▶ **Consignes**: Rédigez la suite du message de forum sur la réunion de Margival entre Hitler et ses maréchaux, en reprenant juste après sa dernière phrase.

▶ **Page**:
◇ ◇ ◇
En réponse à -4 -3 -2
-1Speidel non fiable de françois delpla

A qui se fier ? Shirer ? de Francis Deleu le lundi 15 décembre 2008 à 18h01

Bonsoir,

William Shirer est plus prolixe que ses confrères historiens. Il mentionne également l'approche d'avions alliés qui oblige les dignitaires allemands à se réfugier à l'abri du bunker.
Rundstedt et Rommel décidèrent qu'il était temps de le dire à Hitler et de lui demander d'en accepter les conséquences. Ils organisèrent une rencontre, le I7 juin, à Margival, au nord de Soissons, dans le blockhaus perfectionné qui avait été construit pour servir de poste de commandement au Führer pendant l'invasion de la Grande-Bretagne prévue pour l'été 1940 mais n'avait jamais été utilisé. Quatre ans plus tard, le Seigneur de la Guerre y pénétrait pour la première fois...
Il était pâle et paraissait n'avoir pas dormi, devait écrire plus tard Speidel, il jouait nerveusement avec ses lunettes et un assortiment de crayons de couleur qu'il tenait entre ses doigts. Il s'assit, voûté, sur un tabouret tandis que les maréchaux restaient debout. Son pouvoir hypnotique paraissait s'être évanoui. Il leur adressa un salut bref et froid. Puis, d'une voix forte, il exprima avec amertume son déplaisir devant le succès des débarquements alliés, essayant d'en rejeter la responsabilité sur les généraux commandaient sur les lieux.
◇ ◇ ◇
▶ **Enregistrements fournis**:
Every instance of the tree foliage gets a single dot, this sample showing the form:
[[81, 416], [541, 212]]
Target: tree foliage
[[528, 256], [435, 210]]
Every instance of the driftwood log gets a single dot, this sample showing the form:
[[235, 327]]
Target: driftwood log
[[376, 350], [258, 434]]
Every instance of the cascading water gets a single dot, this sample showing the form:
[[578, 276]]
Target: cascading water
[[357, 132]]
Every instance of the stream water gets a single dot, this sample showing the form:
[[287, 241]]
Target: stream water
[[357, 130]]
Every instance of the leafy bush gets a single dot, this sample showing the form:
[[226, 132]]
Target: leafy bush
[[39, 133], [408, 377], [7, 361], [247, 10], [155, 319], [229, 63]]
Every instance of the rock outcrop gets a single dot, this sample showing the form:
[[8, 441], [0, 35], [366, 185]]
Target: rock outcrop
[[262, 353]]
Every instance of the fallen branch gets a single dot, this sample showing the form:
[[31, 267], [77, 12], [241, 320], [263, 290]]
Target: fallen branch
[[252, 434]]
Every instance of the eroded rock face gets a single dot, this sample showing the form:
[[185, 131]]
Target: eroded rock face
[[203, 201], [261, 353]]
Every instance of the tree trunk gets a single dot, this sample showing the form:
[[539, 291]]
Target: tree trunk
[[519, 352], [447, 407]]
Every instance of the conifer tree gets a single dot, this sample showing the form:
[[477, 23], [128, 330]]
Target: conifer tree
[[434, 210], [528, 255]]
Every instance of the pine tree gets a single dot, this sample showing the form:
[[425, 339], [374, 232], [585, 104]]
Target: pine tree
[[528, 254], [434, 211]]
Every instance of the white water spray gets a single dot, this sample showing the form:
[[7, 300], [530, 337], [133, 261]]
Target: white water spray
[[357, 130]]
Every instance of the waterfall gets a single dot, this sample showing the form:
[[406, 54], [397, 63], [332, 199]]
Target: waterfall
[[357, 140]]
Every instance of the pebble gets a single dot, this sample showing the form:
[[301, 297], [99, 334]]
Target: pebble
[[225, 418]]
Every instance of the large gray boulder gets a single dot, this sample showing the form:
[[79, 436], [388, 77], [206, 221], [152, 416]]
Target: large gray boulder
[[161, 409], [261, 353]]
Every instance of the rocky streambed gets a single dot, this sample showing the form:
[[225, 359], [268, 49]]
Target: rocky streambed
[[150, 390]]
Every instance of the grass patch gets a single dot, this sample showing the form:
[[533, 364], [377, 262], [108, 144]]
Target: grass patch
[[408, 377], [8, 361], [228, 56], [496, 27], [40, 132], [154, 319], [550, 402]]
◇ ◇ ◇
▶ **Réponse**:
Mais la perspective d'une autre défaite plus terrible encore donnait courage aux généraux, ou du moins à Rommel, auquel Rundstedt laissa le soin de parler quand la diatribe de Hitler à leur encontre subit une pause momentanée : « Avec une franchise impitoyable, raconte Speidel, qui était présent, Rommel fit observer... que la lutte était sans espoir contre la supériorité (alliée) dans les airs, sur mer et sur terre. » Pas totalement « sans espoir » pourtant, si Hitler voulait bien renoncer à l'idée absurde de tenir chaque pouce de terrain, pour rejeter ensuite les Alliés à la mer. Avec l'assentiment de Rundstedt, Rommel proposa, au contraire, de se retirer hors de portée de l'artillerie de marine et d'éloigner les blindés du front pour les reformer en vue d'une bataille ultérieure livrée « hors de portée des canons de la flotte », et qui pourrait peut-être entraîner la déroute des forces alliées.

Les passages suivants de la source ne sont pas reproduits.